Affinché la combinazione di strategia, organizzazione e finanziamento si traduca in un’innovazione di successo, sono necessarie le conoscenze permettono di trasformare tecnologie e di accedere ai mercati facendo prodotti qualitativamente migliori a costi più bassi.
L’apprendimento è un processo incerto, cumulativo e collettivo:
- Investire nell’apprendimento è una strategia per affrontare l’incertezza insita nel processo innovativo;
- Investire in una forma di apprendimento cumulativo significa impegnarsi a livello economico continuativamente (la conoscenza di oggi dipende da quanto si è appreso ieri);
- Investire in una forma di apprendimento collettivo significa riuscire ad integrare studi diversi all’interno di un’organizzazione.
Impresa innovativa vs impresa ottimizzatrice:
l’impresa ottimizzatrice competenze tecnologiche e prezzi di mercato fissi cerca di max i profitti sulla base di questi vincoli tecnologici e di mercato.
Impresa innovativa cerca di trasformare questi vincoli per ottenere prodotti di maggiore qualità che costino meno e per differenziarsi dalle imprese concorrenti all’interno dello stesso settore.
Il punto di vista di MARSHALL:
• Fortuna (incertezza) • Risparmi e capitale proprio (essenziali nelle fasi iniziali ma centrali anche per ottenere credito ed espandersi nei periodi futuri) • Lavoratori dalle elevate competenze e ‘clima organizzativo’ (in ambito neoclassico si sarebbe detto ‘contratti completi’) • Su questa che Marshall chiama ‘economia delle competenze’ si innesta l’economia dei macchinari che ‘vengono adottati velocemente e costituiscono la base per miglioramenti ulteriori’ • ‘Il successo porta credito e viceversa’ • I beni si pubblicizzano quasi solo in virtù della loro ampia circolazione ed anche il potere contrattuale dell’imprenditore (ad esempio rispetto all’acquisizione di competenze, macchinari e beni intermedi), dato l’aumentata scala del suo volume d’affari, cresce a sua volta.
Secondo Marshall ciò che limitava la capacità di crescere delle imprese, dato questo quadro: un ruolo chiave lo gioca la tendenza al deperimento, lungo le generazioni della capacità manageriale (cruciale per ciò che riguarda la qualità e l’intensità del processo di ricerca, apprendimento e di investimento) • La prima generazione vede l’edificazione di un’impresa di grande successo • La seconda non gode delle stesse caratteristiche e l’impresa comincia a ristagnare (scarsa visione, scarsi investimenti, posizione difensiva, cattivo clima organizzativo) • La terza, che discende ed eredita alcuni tratti della seconda prosegue lungo la china discendente tracciata dalla prima • Se, come sostiene Marshall, con la terza generazione il ‘legame con il fondatore è del tutto reciso, l’impresa soccomberà’…ma potrebbe anche verificarsi un processo trasformativo ed una rigenerazione.

(Voci per etichettare le regioni)
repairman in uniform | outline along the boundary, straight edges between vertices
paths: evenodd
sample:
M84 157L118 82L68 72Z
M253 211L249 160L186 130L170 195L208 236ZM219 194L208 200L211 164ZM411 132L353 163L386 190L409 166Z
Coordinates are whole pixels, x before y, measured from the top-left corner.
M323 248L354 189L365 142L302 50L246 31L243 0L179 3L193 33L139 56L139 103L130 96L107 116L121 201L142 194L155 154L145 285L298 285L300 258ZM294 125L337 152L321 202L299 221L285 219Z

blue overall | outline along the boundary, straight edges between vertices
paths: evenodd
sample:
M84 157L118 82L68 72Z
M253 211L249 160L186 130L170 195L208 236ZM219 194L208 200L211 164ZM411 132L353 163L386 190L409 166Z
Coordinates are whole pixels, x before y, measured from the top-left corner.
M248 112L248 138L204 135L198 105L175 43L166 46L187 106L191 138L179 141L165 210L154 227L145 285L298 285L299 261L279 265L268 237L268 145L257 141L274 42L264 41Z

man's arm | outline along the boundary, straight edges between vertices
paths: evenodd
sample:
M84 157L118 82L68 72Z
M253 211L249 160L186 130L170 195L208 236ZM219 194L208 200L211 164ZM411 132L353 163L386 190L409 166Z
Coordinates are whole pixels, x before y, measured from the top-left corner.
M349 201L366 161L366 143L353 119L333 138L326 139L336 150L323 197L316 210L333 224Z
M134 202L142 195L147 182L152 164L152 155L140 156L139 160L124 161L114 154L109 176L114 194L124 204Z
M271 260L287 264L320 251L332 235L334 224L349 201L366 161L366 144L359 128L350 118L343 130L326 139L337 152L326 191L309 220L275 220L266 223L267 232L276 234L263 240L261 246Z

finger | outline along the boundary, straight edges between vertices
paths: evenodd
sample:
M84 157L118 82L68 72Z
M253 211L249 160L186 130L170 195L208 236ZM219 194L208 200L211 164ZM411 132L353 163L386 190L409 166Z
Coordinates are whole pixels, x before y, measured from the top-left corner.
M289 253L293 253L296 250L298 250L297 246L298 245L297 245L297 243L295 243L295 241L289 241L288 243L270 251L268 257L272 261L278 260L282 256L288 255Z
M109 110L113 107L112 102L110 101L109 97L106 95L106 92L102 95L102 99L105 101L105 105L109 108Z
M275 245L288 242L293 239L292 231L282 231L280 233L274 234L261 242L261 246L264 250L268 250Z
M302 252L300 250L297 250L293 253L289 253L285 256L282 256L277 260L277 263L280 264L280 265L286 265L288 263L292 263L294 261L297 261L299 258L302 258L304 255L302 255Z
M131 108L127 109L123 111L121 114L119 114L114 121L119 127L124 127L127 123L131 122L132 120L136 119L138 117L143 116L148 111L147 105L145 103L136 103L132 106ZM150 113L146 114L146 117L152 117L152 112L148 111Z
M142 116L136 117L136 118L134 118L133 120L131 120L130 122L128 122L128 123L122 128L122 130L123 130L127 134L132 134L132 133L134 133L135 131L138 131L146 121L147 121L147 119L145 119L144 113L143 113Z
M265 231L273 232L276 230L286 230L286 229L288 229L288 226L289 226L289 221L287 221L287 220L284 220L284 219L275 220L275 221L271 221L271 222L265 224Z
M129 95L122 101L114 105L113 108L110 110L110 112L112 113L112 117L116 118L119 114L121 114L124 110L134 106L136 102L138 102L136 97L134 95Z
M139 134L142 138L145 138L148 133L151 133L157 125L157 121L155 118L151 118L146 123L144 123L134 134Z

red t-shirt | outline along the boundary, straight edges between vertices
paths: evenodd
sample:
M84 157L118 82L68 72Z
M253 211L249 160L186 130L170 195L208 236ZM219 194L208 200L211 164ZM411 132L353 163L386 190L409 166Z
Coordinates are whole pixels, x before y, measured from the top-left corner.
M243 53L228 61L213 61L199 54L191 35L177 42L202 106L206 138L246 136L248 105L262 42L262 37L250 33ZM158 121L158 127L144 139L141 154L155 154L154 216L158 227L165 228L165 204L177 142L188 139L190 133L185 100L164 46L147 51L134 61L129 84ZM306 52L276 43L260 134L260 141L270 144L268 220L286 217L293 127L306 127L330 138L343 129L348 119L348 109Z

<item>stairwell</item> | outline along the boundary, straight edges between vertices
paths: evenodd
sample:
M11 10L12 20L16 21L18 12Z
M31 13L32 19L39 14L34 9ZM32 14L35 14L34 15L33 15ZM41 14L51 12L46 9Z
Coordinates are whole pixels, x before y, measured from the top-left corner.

» **Compiti assegnati**
[a] Ricopia parola per parola il brano da "Secondo Marshall ciò" a "ed una rigenerazione.".
[b] Secondo il brano, con quali tre aggettivi si descrive il processo di apprendimento?
Le righe non hanno niente a che vedere con il brano.

» **Soluzioni per compito**
[a]
Secondo Marshall ciò che limitava la capacità di crescere delle imprese, dato questo quadro: un ruolo chiave lo gioca la tendenza al deperimento, lungo le generazioni della capacità manageriale (cruciale per ciò che riguarda la qualità e l’intensità del processo di ricerca, apprendimento e di investimento) • La prima generazione vede l’edificazione di un’impresa di grande successo • La seconda non gode delle stesse caratteristiche e l’impresa comincia a ristagnare (scarsa visione, scarsi investimenti, posizione difensiva, cattivo clima organizzativo) • La terza, che discende ed eredita alcuni tratti della seconda prosegue lungo la china discendente tracciata dalla prima • Se, come sostiene Marshall, con la terza generazione il ‘legame con il fondatore è del tutto reciso, l’impresa soccomberà’…ma potrebbe anche verificarsi un processo trasformativo ed una rigenerazione.

[b] Incerto, cumulativo e collettivo.